SHORT EXERCISE A:
Render part of the records as a Markdown table with the columns Row and Line, one numbered row per line and blank lines skipped. Begin at the line in the records that contains "Expected: one point per instance of the flower stem, with" and stop after the line that contains "(1072, 627)".

DOCUMENT:
Bookshops may have a stale image – but they can be a highlight, a meeting hub and a broadening of horizons. Like these seven bookstores in Munich.
Mysterious crimes, dubious syndicates and, of course, murder and homicide: There's hardly anything Germans love more – at least according to the bestseller lists. Thriller mania is particularly pronounced in Munich: Here, the fans are treated to an annual crime festival and even a dedicated crime fiction bookshop, the “Glatteis”.
In a way, the name – black ice – says it all. No other genre makes readers squirm so much until finally the decisive clue provides a foothold. Accordingly, the “Glatteis“, set in a rather non-criminal environment in the beautiful Gärtnerplatzviertel district, offers the whole range of the exciting topic: whether in printed, audible or electronic form, whether as a classic crime novel or horror-heavy mystery narrative. A clear case for all those who like to hunt down criminals from the comfort of their couch.
Food and books for the eye. For many a Munich bookworm, “Literatur Moths“ is therefore the first choice for stocking up on reading material. The multi-award-winning bookshop on the edge of the old town is certainly one of the most beautiful in the city. From the outside, changing works of art are lovingly draped in the shop window to form mini-exhibitions; inside, the display is flooded with light.
Also in terms of content, the focus is on beauty. Instead of bestsellers, there is a curated selection of art, culture and cuisine, complemented by matching accessories such as natural candles in upcycled glass or hand-cut crystals as luminous paperweights. Some avid readers therefore see “Moths“ less as a bookshop – and more as a stage for the joys of life.
Less a bookshop – more a stage for the joys of life.
Sure, you can find a cupboard with English-language books in almost every bookshop these days. Anglophiles should nevertheless take some time to visit “Words' worth“: The purely English-language bookshop has been housed in a building of Ludwig-Maximilians University since 2006.
It claims to have a good 10,000 titles lined up on its walls. The fiction section focuses equally on contemporary and classic literature from the UK, the USA and other English-speaking countries – while the non-fiction section deals with literary history, music, philosophy and biographies, among other things.

SUPPLIED ENTRIES:
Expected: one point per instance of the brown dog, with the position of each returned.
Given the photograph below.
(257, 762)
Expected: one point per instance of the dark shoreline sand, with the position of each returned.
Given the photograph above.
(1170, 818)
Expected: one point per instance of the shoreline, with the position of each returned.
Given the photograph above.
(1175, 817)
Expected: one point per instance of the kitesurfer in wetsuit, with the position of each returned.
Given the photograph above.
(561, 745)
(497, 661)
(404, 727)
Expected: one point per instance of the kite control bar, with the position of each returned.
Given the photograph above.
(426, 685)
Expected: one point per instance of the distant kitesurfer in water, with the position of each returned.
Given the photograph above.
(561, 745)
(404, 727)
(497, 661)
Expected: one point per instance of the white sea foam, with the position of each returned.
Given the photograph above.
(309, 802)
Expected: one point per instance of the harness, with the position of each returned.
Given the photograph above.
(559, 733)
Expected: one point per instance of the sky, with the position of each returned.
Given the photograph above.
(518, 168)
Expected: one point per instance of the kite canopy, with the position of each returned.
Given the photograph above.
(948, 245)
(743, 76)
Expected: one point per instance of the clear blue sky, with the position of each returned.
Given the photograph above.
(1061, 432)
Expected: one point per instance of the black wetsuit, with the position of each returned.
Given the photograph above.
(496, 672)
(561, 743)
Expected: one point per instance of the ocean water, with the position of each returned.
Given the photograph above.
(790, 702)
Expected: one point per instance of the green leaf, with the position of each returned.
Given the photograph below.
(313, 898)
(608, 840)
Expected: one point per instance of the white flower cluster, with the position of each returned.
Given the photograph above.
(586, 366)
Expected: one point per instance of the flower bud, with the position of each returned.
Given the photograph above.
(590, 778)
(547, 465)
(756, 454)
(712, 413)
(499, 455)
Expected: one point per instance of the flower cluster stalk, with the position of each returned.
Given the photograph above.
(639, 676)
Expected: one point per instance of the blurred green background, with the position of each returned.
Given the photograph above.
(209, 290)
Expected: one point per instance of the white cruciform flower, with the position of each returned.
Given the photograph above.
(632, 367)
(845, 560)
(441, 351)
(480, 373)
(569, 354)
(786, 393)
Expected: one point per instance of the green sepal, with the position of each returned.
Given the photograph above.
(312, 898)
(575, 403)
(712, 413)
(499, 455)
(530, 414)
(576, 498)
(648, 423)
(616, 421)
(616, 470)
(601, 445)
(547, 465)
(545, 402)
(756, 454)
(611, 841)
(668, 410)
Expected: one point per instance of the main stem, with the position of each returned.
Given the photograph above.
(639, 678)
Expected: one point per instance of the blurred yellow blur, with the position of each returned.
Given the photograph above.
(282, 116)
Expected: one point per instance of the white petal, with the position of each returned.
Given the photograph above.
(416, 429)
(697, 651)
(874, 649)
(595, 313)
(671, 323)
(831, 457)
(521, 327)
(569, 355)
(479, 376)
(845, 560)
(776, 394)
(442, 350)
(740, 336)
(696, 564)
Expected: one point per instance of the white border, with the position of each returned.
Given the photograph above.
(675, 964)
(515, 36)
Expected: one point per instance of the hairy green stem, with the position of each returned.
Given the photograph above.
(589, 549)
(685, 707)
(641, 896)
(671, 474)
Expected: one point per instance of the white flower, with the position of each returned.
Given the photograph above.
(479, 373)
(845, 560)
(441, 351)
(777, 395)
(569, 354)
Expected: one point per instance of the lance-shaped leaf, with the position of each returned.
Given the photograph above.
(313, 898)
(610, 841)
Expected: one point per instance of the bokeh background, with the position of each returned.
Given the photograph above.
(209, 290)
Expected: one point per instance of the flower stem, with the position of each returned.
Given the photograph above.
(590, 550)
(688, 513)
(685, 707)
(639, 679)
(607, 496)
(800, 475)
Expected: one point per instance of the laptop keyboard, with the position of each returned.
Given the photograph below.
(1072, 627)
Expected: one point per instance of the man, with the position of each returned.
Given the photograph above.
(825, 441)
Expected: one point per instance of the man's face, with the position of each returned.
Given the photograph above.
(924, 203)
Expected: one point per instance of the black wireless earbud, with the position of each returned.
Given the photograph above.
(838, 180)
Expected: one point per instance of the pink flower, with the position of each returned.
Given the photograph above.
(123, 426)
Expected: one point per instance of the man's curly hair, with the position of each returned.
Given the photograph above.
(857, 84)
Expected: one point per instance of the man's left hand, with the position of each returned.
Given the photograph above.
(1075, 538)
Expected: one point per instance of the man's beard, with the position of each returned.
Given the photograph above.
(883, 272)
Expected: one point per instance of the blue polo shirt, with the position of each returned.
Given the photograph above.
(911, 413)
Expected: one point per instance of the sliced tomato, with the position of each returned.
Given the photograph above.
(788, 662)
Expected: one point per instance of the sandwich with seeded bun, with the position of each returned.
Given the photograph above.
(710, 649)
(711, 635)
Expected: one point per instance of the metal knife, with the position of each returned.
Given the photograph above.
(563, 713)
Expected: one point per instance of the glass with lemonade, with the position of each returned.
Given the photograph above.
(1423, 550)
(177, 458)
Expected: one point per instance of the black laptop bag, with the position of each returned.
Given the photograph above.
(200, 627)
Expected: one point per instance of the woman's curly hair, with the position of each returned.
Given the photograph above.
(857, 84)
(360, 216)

SHORT EXERCISE B:
According to the Munich bookshops text, since what year has "Words' worth" been housed in a building of Ludwig-Maximilians University?

EXPECTED ANSWER A:
| Row | Line |
|---|---|
| 1 | Expected: one point per instance of the flower stem, with the position of each returned. |
| 2 | Given the photograph above. |
| 3 | (590, 550) |
| 4 | (688, 513) |
| 5 | (685, 707) |
| 6 | (639, 679) |
| 7 | (607, 496) |
| 8 | (800, 475) |
| 9 | Expected: one point per instance of the laptop keyboard, with the position of each returned. |
| 10 | Given the photograph below. |
| 11 | (1072, 627) |

EXPECTED ANSWER B:
Since 2006.